Nettie Stevens was an American geneticist. She is credited with discovering sex chromosomes which later came to be known as the X and Y chromosomes. In 1994, Nettie Stevens was inducted into the National Women's Hall of Fame.
Popularly known as Snowflake Bentley, US meteorologist and photographer Wilson Bentley had taken the world’s first detailed photographs of snowflakes and had thus pioneered snowflake photomicrography. He thus laid the foundation of the study of atmospheric ice crystal formation. Hailing from a farming family, he spent his entire life on his farm.
Donald J. Cram was an American chemist who won the Nobel Prize in Chemistry in 1987. He shared the award with Charles J. Pedersen and Jean-Marie Lehn and the trio was also responsible for founding the field of host–guest chemistry. Donald J. Cram was also honored with other prestigious awards including the National Medal of Science.

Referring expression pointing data

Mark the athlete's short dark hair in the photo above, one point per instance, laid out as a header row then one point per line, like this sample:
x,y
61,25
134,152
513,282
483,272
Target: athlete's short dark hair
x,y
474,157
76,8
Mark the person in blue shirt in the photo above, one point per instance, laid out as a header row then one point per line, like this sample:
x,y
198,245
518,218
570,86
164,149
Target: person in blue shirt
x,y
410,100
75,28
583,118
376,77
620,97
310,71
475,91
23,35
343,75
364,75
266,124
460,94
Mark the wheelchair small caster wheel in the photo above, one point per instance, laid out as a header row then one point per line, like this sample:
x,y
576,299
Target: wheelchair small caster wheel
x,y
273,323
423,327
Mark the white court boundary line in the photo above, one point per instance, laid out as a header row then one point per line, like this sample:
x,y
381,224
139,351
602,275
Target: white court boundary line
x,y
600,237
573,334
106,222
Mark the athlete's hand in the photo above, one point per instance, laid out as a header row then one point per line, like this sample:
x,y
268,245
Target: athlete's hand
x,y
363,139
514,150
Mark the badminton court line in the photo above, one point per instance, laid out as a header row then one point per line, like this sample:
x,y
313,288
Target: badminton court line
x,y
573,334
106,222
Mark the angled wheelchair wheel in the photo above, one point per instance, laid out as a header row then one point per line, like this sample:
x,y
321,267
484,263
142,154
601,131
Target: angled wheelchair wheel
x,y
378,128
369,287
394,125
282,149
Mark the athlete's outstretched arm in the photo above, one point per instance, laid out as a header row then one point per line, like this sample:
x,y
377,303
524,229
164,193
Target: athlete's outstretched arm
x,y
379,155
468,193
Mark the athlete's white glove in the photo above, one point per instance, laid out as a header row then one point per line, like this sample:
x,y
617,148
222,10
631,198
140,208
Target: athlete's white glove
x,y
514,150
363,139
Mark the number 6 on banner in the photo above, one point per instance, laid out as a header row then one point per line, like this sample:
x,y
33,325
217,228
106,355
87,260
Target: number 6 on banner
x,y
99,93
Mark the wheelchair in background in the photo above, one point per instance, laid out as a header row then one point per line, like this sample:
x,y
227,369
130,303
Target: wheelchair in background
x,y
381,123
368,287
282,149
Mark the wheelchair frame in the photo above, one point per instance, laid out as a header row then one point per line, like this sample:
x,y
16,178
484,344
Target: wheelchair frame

**Exercise tasks**
• 1. Can you summarize the scientist profiles in three sentences?
• 2. Which people are named in the scientist profiles?
• 3. Could you resume the scientist profiles from the point where they stop?

**Task responses**
• 1. Nettie Stevens was an American geneticist credited with discovering the sex chromosomes later known as X and Y, and she was inducted into the National Women's Hall of Fame in 1994. Wilson Bentley, popularly known as Snowflake Bentley, took the world's first detailed photographs of snowflakes and so laid the foundation for the study of atmospheric ice crystal formation. Donald J. Cram, an American chemist, shared the 1987 Nobel Prize in Chemistry with Charles J. Pedersen and Jean-Marie Lehn, a trio also responsible for founding host–guest chemistry.

• 2.
- Nettie Stevens
- Wilson Bentley
- Donald J. Cram
- Charles J. Pedersen
- Jean-Marie Lehn

• 3.
Best known as the pioneer of dendrochronology, or the process of dating of events by analyzing tree rings, A. E. Douglass had also been the director of the University of Arizona’s Steward Observatory. He also worked extensively on Mars and was the first to photograph the zodiacal light.
Renowned paleobotanist Frank Hall Knowlton is remembered for his pioneering study of fossilized plants and geologic climates. He not just taught botany but had also been associated with the U.S. Geological Survey. His interests also included birds, and he contributed to a volume named Birds of the World.